───── Source document ─────
Padma Sundar Malla (1890–1974) (पद्मसुन्दर मल्ल) was Nepal's first electrical engineer and the first Nepalese to visit the United States. He pioneered the generation of electricity in Nepal which provided power to the country's emerging industrial sector.

==Early life==

Padma Sundar was born at Khauma Tol, Bhaktapur, the third among four brothers. His eldest brother was renowned educationist and author Jagat Sundar Malla. The family moved to Asan in Kathmandu so they could study at Durbar High School. Padma Sundar was inspired to go to Japan for higher studies after meeting with Japanese Buddhist monk and traveler Ekai Kawaguchi in Kathmandu.

==Japan and America==

In 1916, Padma Sundar and his elder brother Jagat Sundar went to Kolkata, India and secretly sailed for Japan as the government would not have given them permission to do so. The Rana regime disapproved of the general public getting an education. In Japan, Padma Sundar enrolled at the Tokyo Institute of Technology. His brother returned after making arrangements for his study and stay.

After obtaining a Bachelor of Science degree in Tokyo, he teamed up with a few Japanese friends and set sail for America for further studies. He joined the University of Michigan and studied electrical engineering, also earning the distinction of being the first Nepalese in the US.

While a student at the University of Michigan, he joined the Reserve Officers' Training Corps (ROTC) as a cadet. In 1922, he received his degree in electrical engineering.
─────
§ Task 1:
Answer these questions about the Padma Sundar Malla biography:
(a) Where was Padma Sundar born?
(b) Which school did he enroll at in Japan?
(c) In what year did he receive his degree in electrical engineering?
§ Task 2: Resume the Padma Sundar Malla biography right after its final sentence.
───── Data extracts ─────
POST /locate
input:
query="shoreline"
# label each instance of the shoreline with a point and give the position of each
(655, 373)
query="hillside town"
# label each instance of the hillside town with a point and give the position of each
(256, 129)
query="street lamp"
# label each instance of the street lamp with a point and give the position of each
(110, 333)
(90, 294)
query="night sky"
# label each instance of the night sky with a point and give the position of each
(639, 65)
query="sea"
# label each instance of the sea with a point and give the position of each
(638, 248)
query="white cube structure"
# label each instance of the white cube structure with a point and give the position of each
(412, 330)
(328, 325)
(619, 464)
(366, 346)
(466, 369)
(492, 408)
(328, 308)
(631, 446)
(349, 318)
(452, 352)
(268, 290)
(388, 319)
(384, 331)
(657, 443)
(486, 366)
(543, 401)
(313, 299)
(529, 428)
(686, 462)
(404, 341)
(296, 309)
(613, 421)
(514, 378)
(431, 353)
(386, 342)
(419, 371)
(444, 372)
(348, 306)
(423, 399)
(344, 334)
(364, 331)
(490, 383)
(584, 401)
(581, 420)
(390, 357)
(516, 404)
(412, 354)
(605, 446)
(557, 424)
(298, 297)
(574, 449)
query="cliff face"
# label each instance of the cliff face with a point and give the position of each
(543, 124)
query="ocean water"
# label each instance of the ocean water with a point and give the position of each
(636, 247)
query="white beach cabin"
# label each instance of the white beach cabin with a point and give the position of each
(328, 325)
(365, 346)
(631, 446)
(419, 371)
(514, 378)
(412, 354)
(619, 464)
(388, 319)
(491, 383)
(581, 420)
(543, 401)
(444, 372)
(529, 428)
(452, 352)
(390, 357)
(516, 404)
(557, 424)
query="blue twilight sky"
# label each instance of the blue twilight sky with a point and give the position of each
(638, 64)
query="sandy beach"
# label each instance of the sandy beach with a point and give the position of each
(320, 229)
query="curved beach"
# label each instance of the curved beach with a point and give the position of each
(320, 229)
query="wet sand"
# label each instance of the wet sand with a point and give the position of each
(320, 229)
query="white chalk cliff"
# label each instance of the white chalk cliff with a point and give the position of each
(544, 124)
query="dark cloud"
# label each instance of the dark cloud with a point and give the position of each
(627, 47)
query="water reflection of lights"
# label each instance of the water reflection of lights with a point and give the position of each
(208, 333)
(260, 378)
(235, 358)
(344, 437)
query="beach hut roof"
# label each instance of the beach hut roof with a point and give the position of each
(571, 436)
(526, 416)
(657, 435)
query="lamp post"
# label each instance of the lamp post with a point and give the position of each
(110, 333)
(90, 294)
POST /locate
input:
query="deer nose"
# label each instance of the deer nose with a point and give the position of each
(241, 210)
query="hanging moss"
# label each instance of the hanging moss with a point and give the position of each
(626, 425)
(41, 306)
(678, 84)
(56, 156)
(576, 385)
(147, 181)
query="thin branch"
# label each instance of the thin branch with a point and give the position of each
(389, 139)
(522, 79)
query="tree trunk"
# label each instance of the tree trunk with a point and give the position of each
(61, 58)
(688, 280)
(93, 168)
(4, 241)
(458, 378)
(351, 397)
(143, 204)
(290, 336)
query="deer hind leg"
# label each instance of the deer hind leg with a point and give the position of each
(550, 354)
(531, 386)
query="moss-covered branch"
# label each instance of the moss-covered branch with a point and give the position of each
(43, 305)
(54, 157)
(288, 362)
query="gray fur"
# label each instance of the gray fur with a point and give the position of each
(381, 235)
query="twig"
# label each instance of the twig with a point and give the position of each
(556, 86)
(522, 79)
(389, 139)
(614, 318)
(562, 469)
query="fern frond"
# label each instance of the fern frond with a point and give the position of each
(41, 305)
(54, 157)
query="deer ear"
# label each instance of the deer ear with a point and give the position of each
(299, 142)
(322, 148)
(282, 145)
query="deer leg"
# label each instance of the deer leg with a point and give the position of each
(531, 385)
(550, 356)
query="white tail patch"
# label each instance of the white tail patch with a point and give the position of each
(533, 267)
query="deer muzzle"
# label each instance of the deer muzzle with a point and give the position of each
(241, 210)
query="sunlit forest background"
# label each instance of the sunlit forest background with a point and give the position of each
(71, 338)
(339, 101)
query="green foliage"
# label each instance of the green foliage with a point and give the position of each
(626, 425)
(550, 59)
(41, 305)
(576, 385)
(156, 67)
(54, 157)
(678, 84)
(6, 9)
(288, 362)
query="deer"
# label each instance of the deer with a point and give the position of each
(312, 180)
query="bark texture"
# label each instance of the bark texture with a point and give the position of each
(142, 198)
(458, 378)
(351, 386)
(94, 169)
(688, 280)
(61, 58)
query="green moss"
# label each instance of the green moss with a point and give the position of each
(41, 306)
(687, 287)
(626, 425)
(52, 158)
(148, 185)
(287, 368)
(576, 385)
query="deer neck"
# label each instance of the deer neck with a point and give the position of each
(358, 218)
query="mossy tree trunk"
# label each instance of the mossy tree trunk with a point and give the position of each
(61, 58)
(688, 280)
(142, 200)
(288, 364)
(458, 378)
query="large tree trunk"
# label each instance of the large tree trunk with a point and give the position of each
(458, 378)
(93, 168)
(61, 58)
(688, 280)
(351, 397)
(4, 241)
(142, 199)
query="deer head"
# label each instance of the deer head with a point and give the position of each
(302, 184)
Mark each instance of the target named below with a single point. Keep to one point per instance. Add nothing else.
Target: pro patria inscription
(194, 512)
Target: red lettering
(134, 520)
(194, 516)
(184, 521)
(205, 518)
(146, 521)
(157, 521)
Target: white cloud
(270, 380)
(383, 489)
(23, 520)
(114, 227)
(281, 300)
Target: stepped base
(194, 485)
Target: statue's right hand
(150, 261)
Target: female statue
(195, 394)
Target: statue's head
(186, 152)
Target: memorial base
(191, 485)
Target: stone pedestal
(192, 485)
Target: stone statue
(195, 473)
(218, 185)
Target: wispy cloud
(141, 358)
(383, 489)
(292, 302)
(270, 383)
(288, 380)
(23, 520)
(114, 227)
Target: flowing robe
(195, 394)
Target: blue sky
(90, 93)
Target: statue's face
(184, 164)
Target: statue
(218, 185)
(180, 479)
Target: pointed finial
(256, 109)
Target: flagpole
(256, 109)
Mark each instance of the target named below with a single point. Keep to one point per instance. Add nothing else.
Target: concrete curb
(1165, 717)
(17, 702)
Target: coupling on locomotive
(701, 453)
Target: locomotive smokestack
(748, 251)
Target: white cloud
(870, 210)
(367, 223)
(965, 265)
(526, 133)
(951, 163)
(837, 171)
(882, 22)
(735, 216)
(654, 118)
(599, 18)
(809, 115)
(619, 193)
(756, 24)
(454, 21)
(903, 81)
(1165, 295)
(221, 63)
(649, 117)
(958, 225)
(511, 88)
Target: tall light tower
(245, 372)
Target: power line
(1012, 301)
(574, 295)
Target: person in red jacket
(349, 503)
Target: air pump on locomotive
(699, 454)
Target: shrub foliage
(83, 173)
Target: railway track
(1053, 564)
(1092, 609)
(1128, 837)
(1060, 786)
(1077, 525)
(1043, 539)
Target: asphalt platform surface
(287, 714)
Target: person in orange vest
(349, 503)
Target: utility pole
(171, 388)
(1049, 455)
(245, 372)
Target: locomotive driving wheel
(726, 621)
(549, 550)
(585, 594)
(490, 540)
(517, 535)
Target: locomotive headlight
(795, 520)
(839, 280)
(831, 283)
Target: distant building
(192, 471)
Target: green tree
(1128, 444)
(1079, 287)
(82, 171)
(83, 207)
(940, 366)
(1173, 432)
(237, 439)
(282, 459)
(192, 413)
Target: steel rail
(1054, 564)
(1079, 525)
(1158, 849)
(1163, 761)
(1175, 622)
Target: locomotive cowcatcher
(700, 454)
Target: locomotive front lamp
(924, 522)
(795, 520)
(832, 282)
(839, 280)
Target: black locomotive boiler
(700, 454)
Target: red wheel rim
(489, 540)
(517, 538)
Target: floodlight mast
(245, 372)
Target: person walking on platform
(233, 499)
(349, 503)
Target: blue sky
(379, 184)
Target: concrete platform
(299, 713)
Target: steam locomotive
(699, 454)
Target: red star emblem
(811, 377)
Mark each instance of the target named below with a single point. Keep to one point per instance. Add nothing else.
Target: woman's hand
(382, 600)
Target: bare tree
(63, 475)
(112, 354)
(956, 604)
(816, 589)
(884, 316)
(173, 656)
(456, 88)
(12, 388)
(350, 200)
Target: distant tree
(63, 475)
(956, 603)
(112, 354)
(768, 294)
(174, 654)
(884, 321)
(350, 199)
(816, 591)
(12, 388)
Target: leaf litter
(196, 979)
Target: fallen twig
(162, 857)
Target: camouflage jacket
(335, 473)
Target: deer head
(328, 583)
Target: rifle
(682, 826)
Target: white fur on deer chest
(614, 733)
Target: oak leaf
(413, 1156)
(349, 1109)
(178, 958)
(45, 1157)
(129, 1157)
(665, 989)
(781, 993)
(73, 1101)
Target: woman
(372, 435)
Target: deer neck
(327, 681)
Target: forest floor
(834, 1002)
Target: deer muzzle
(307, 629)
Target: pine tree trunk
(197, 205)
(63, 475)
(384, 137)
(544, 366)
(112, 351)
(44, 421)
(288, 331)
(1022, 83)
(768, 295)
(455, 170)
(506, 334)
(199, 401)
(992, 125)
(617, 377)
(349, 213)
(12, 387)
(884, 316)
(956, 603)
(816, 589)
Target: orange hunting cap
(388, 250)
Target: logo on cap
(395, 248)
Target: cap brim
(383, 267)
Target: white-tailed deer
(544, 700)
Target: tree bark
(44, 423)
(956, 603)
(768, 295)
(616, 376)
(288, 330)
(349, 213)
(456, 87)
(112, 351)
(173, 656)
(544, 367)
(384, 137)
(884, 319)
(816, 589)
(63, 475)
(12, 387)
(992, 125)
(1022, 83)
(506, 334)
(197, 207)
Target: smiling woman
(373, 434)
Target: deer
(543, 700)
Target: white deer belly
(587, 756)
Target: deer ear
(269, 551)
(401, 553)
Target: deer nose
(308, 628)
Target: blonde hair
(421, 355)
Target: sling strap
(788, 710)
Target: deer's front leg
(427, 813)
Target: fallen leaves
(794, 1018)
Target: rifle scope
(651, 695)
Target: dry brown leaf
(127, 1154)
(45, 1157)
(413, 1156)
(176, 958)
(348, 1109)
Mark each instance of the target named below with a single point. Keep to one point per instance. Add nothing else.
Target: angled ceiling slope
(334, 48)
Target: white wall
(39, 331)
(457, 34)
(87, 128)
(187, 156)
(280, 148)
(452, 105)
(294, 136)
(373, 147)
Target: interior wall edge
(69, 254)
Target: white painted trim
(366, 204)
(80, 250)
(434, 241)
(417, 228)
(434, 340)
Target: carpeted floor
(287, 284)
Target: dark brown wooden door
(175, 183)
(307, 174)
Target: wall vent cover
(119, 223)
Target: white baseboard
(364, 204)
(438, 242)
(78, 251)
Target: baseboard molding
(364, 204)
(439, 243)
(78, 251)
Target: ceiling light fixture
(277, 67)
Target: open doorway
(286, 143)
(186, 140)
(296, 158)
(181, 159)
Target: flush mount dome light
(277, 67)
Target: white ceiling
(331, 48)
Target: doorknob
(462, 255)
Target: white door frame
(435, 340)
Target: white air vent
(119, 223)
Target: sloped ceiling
─────
§ Answer area 1:
(a) Khauma Tol, Bhaktapur
(b) The Tokyo Institute of Technology
(c) 1922

§ Answer area 2:
==Electrical engineer==

When Padma Sundar returned to Nepal in 1925, he was not allowed to enter Kathmandu for having travelled abroad without permission. So he moved to Kurseong in West Bengal, India. In 1933, he set up his first hydropower station known as the Faji hydroelectric project which supplied energy to Kurseong.

The Nepal government sent for Padma Sundar in 1939, and named him the chief engineer of the Morang Hydroelectric Company. He designed the power station that supplied energy to Biratnagar Jute Mill, Biratnagar. He also designed other plants in Birgunj and Dharan.

==Honors==

In 1941, Padma Sundar was made an associate member of the Institution of Electrical Engineers, a British professional body.

Padma Sundar moved back to Kathmandu in the 1950s where he lived the rest of his life. He has been called the "father of Nepalese hydropower" for his pioneering work.